■ Excerto do documento:
————————

‘E PLURIBUS UNUM’





Vista da exposição ‘E PLURIBUS UNUM’, na Galeria Marília Razuk, São Paulo, Brasil



“E Pluribus Unum” é uma expressão latina que é o lema dos Estados Unidos da América (e também do maior clube de futebol em Portugal, o Benfica).
A expressão pode ser traduzida e interpretada de diversos modos sempre relacionados com a conexão entre o que é individual e o que é geral.
Podemos pensar em expressões como “um por todos e todos por um”, “um é muitos e muitos são um” ou “o individual é múltiplo e a multiplicidade é una”. Para usar uma expressão futebolística podemos evocar o mote do Liverpool: “You’ll never walk alone” (“Tu nunca caminharás sozinho”).

O objectivo da exposição é explorar o tema da unidade versus diversidade. A questão pode ser desenvolvida em torno da noção de identidade, seja a identidade individual, a identidade de grupo ou a identidade da própria espécie humana.

————————

■ Instrução 1:
Reúna todas as linhas dos registos em que aparece a palavra "dark", respeitando a distinção entre maiúsculas e minúsculas.
Os registos não têm qualquer relação com o excerto.

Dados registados
————————

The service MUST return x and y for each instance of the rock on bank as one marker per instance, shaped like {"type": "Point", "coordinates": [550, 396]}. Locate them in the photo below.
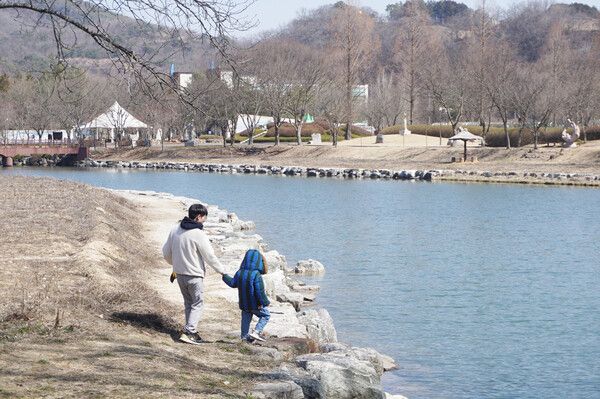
{"type": "Point", "coordinates": [334, 370]}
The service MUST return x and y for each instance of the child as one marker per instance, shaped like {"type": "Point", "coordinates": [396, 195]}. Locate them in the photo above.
{"type": "Point", "coordinates": [251, 292]}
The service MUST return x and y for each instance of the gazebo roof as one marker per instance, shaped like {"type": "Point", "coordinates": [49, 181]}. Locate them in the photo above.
{"type": "Point", "coordinates": [116, 117]}
{"type": "Point", "coordinates": [465, 135]}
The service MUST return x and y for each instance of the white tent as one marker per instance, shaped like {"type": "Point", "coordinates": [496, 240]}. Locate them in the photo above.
{"type": "Point", "coordinates": [116, 117]}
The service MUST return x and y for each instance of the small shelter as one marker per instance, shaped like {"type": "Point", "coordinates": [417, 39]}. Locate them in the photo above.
{"type": "Point", "coordinates": [464, 135]}
{"type": "Point", "coordinates": [116, 118]}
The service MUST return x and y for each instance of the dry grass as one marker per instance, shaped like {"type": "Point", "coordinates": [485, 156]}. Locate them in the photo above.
{"type": "Point", "coordinates": [584, 159]}
{"type": "Point", "coordinates": [77, 320]}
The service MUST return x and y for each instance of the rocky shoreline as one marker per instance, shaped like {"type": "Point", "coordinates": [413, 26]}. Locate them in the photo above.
{"type": "Point", "coordinates": [332, 369]}
{"type": "Point", "coordinates": [458, 175]}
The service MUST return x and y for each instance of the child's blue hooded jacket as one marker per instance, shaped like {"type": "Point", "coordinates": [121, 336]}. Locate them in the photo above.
{"type": "Point", "coordinates": [249, 282]}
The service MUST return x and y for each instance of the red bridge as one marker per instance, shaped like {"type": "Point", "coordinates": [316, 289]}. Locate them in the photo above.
{"type": "Point", "coordinates": [8, 150]}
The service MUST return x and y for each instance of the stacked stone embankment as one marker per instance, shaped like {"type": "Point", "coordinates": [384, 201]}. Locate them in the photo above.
{"type": "Point", "coordinates": [522, 177]}
{"type": "Point", "coordinates": [335, 370]}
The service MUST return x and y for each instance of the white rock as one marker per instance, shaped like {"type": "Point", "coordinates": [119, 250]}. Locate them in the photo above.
{"type": "Point", "coordinates": [291, 297]}
{"type": "Point", "coordinates": [275, 260]}
{"type": "Point", "coordinates": [390, 396]}
{"type": "Point", "coordinates": [284, 322]}
{"type": "Point", "coordinates": [319, 325]}
{"type": "Point", "coordinates": [309, 266]}
{"type": "Point", "coordinates": [342, 377]}
{"type": "Point", "coordinates": [277, 390]}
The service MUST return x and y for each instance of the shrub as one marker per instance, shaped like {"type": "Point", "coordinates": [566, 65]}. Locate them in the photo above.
{"type": "Point", "coordinates": [495, 137]}
{"type": "Point", "coordinates": [289, 130]}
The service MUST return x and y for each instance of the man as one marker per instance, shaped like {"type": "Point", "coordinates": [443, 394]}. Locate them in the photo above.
{"type": "Point", "coordinates": [189, 250]}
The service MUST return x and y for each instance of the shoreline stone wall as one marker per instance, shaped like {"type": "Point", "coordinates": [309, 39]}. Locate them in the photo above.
{"type": "Point", "coordinates": [521, 177]}
{"type": "Point", "coordinates": [335, 370]}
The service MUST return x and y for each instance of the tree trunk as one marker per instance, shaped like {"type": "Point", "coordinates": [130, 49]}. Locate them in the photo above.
{"type": "Point", "coordinates": [505, 126]}
{"type": "Point", "coordinates": [299, 133]}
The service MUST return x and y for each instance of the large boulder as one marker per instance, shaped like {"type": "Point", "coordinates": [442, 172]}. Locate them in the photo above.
{"type": "Point", "coordinates": [319, 325]}
{"type": "Point", "coordinates": [309, 266]}
{"type": "Point", "coordinates": [238, 224]}
{"type": "Point", "coordinates": [294, 298]}
{"type": "Point", "coordinates": [275, 284]}
{"type": "Point", "coordinates": [275, 261]}
{"type": "Point", "coordinates": [340, 377]}
{"type": "Point", "coordinates": [284, 322]}
{"type": "Point", "coordinates": [380, 362]}
{"type": "Point", "coordinates": [277, 390]}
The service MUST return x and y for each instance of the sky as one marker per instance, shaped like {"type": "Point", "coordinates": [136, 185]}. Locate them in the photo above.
{"type": "Point", "coordinates": [271, 14]}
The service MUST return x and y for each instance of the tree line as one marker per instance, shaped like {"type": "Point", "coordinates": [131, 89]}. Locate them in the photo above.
{"type": "Point", "coordinates": [529, 68]}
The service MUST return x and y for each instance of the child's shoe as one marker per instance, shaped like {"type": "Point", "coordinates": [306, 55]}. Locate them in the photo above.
{"type": "Point", "coordinates": [257, 335]}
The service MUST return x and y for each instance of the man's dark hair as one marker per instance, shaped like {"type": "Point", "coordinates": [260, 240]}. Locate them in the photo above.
{"type": "Point", "coordinates": [197, 209]}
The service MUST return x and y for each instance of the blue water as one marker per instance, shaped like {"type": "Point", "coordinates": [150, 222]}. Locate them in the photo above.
{"type": "Point", "coordinates": [477, 291]}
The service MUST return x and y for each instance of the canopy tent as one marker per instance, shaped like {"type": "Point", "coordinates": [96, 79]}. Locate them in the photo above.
{"type": "Point", "coordinates": [116, 117]}
{"type": "Point", "coordinates": [464, 135]}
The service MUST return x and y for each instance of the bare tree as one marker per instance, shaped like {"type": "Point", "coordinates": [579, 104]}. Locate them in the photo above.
{"type": "Point", "coordinates": [385, 102]}
{"type": "Point", "coordinates": [276, 78]}
{"type": "Point", "coordinates": [445, 77]}
{"type": "Point", "coordinates": [306, 82]}
{"type": "Point", "coordinates": [353, 41]}
{"type": "Point", "coordinates": [331, 105]}
{"type": "Point", "coordinates": [178, 21]}
{"type": "Point", "coordinates": [499, 80]}
{"type": "Point", "coordinates": [409, 50]}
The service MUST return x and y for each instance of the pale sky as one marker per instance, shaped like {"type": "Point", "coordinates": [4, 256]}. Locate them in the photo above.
{"type": "Point", "coordinates": [271, 14]}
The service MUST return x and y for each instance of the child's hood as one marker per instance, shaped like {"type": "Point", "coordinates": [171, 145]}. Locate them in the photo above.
{"type": "Point", "coordinates": [254, 261]}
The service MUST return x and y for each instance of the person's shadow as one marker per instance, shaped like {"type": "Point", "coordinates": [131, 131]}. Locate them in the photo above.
{"type": "Point", "coordinates": [150, 321]}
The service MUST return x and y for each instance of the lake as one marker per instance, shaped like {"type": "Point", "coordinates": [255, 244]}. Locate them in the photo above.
{"type": "Point", "coordinates": [477, 291]}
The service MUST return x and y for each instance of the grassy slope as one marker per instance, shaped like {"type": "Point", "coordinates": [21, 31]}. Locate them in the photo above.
{"type": "Point", "coordinates": [585, 159]}
{"type": "Point", "coordinates": [75, 249]}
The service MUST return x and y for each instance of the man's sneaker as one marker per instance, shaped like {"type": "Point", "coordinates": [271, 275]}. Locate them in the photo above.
{"type": "Point", "coordinates": [191, 338]}
{"type": "Point", "coordinates": [257, 335]}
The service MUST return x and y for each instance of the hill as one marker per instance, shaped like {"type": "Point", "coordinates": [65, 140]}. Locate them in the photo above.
{"type": "Point", "coordinates": [27, 43]}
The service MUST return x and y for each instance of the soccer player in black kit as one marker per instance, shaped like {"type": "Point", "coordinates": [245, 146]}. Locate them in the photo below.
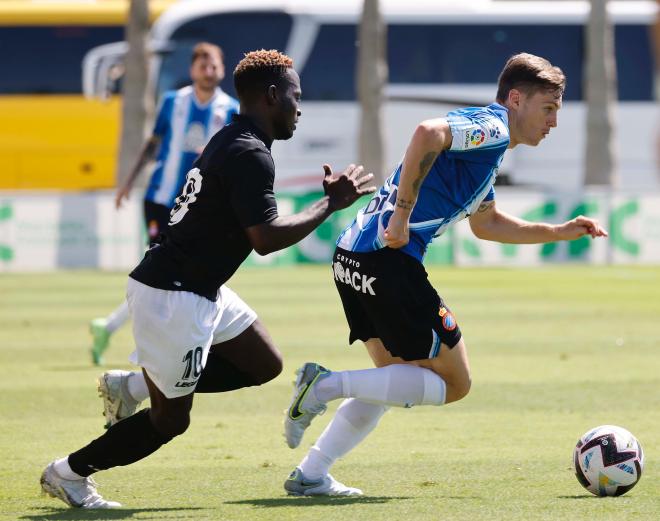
{"type": "Point", "coordinates": [192, 333]}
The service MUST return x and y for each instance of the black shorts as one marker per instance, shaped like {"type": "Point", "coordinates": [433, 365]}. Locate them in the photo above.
{"type": "Point", "coordinates": [386, 294]}
{"type": "Point", "coordinates": [156, 217]}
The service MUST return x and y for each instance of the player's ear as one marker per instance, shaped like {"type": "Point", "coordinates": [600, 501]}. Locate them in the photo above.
{"type": "Point", "coordinates": [514, 98]}
{"type": "Point", "coordinates": [272, 95]}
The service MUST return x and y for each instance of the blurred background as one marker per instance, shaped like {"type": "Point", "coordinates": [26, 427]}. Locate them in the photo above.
{"type": "Point", "coordinates": [73, 116]}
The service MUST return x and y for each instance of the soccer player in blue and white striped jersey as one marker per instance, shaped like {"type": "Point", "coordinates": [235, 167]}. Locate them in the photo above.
{"type": "Point", "coordinates": [186, 121]}
{"type": "Point", "coordinates": [411, 335]}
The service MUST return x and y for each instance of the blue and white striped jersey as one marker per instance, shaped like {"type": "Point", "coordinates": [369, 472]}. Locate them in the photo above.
{"type": "Point", "coordinates": [459, 180]}
{"type": "Point", "coordinates": [185, 127]}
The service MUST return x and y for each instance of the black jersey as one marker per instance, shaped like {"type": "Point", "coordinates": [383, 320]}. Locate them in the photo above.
{"type": "Point", "coordinates": [229, 188]}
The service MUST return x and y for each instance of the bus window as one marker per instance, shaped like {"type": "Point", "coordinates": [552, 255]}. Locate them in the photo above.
{"type": "Point", "coordinates": [235, 33]}
{"type": "Point", "coordinates": [476, 53]}
{"type": "Point", "coordinates": [634, 62]}
{"type": "Point", "coordinates": [46, 60]}
{"type": "Point", "coordinates": [329, 72]}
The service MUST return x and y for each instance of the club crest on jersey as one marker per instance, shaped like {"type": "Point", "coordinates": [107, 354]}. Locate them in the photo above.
{"type": "Point", "coordinates": [354, 279]}
{"type": "Point", "coordinates": [477, 137]}
{"type": "Point", "coordinates": [448, 320]}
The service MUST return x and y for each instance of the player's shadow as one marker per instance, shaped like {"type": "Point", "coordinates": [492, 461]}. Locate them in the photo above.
{"type": "Point", "coordinates": [78, 514]}
{"type": "Point", "coordinates": [315, 501]}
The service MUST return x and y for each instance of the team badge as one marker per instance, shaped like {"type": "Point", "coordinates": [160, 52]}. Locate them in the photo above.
{"type": "Point", "coordinates": [448, 320]}
{"type": "Point", "coordinates": [477, 137]}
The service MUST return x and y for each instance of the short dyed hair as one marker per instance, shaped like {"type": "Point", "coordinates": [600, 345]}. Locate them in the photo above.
{"type": "Point", "coordinates": [259, 69]}
{"type": "Point", "coordinates": [204, 49]}
{"type": "Point", "coordinates": [529, 74]}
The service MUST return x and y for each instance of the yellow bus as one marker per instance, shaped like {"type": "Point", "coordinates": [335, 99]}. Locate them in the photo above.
{"type": "Point", "coordinates": [50, 136]}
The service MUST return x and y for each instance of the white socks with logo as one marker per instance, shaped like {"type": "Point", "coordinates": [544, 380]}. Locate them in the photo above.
{"type": "Point", "coordinates": [399, 385]}
{"type": "Point", "coordinates": [352, 423]}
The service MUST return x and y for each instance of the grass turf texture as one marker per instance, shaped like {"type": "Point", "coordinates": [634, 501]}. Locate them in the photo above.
{"type": "Point", "coordinates": [554, 352]}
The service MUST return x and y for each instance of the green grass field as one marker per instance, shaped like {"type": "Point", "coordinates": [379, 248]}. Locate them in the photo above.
{"type": "Point", "coordinates": [554, 352]}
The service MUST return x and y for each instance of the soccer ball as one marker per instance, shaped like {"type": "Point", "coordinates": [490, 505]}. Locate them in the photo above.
{"type": "Point", "coordinates": [608, 460]}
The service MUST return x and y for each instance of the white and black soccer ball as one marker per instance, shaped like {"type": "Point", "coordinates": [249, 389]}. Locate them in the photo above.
{"type": "Point", "coordinates": [608, 460]}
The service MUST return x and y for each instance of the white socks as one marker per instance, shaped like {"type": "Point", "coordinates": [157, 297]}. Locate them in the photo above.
{"type": "Point", "coordinates": [137, 386]}
{"type": "Point", "coordinates": [117, 318]}
{"type": "Point", "coordinates": [400, 385]}
{"type": "Point", "coordinates": [352, 423]}
{"type": "Point", "coordinates": [369, 393]}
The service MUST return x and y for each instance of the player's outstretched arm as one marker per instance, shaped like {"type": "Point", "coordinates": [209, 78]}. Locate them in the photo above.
{"type": "Point", "coordinates": [341, 191]}
{"type": "Point", "coordinates": [430, 138]}
{"type": "Point", "coordinates": [491, 224]}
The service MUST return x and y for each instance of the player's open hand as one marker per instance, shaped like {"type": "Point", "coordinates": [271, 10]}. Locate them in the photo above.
{"type": "Point", "coordinates": [580, 226]}
{"type": "Point", "coordinates": [396, 234]}
{"type": "Point", "coordinates": [346, 188]}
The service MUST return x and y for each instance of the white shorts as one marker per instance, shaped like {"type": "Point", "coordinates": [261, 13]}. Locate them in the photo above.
{"type": "Point", "coordinates": [173, 331]}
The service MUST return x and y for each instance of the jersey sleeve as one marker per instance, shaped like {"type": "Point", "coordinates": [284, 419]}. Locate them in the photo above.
{"type": "Point", "coordinates": [252, 197]}
{"type": "Point", "coordinates": [164, 114]}
{"type": "Point", "coordinates": [476, 131]}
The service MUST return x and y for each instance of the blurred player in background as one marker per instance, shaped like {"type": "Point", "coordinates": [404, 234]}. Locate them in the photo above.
{"type": "Point", "coordinates": [187, 119]}
{"type": "Point", "coordinates": [192, 333]}
{"type": "Point", "coordinates": [411, 335]}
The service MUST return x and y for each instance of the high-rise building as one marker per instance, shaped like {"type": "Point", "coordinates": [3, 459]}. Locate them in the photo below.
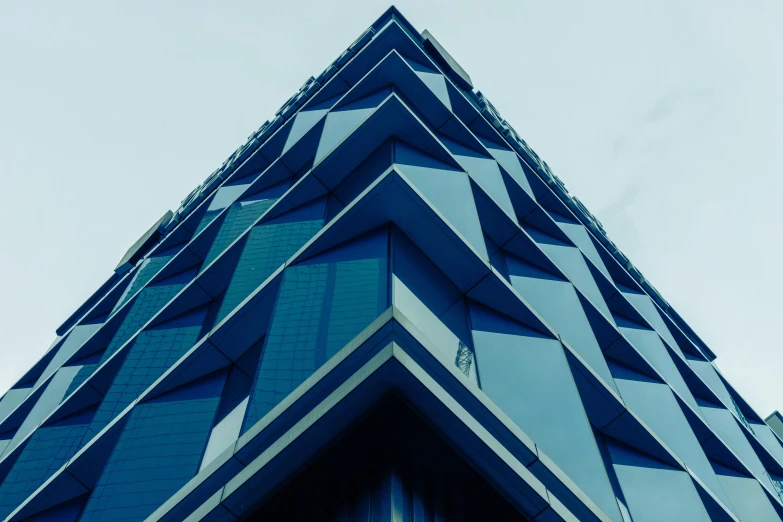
{"type": "Point", "coordinates": [384, 306]}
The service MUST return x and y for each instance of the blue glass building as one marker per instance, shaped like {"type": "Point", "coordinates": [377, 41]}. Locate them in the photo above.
{"type": "Point", "coordinates": [384, 306]}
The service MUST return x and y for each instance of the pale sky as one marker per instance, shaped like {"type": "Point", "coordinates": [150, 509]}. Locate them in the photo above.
{"type": "Point", "coordinates": [664, 117]}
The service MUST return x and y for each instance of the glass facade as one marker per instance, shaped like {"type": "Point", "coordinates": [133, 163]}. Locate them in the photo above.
{"type": "Point", "coordinates": [386, 239]}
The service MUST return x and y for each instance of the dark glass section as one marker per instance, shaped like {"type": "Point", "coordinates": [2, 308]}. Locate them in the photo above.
{"type": "Point", "coordinates": [323, 304]}
{"type": "Point", "coordinates": [49, 448]}
{"type": "Point", "coordinates": [267, 248]}
{"type": "Point", "coordinates": [158, 451]}
{"type": "Point", "coordinates": [153, 352]}
{"type": "Point", "coordinates": [209, 217]}
{"type": "Point", "coordinates": [150, 301]}
{"type": "Point", "coordinates": [391, 467]}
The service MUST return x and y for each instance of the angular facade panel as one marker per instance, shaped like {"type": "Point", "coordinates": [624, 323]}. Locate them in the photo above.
{"type": "Point", "coordinates": [383, 307]}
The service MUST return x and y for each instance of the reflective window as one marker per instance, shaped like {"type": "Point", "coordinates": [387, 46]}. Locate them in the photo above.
{"type": "Point", "coordinates": [158, 451]}
{"type": "Point", "coordinates": [323, 304]}
{"type": "Point", "coordinates": [528, 376]}
{"type": "Point", "coordinates": [49, 448]}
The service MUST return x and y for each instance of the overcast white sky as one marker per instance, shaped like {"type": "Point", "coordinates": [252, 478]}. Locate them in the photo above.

————————

■ Instrução 2:
Reescreva do excerto tudo o que vai de "Podemos pensar em" até "própria espécie humana.", trocando "identidade" por "pertença".

■ Resposta escrita 1:
The service MUST return x and y for each instance of the man's dark hair as one marker per instance, shaped like {"type": "Point", "coordinates": [260, 240]}. Locate them in the photo above.
The service MUST return x and y for each instance of the dark glass section as one marker per instance, shaped like {"type": "Point", "coordinates": [2, 308]}. Locate them in the photo above.

■ Resposta escrita 2:
Podemos pensar em expressões como “um por todos e todos por um”, “um é muitos e muitos são um” ou “o individual é múltiplo e a multiplicidade é una”. Para usar uma expressão futebolística podemos evocar o mote do Liverpool: “You’ll never walk alone” (“Tu nunca caminharás sozinho”).

O objectivo da exposição é explorar o tema da unidade versus diversidade. A questão pode ser desenvolvida em torno da noção de pertença, seja a pertença individual, a pertença de grupo ou a pertença da própria espécie humana.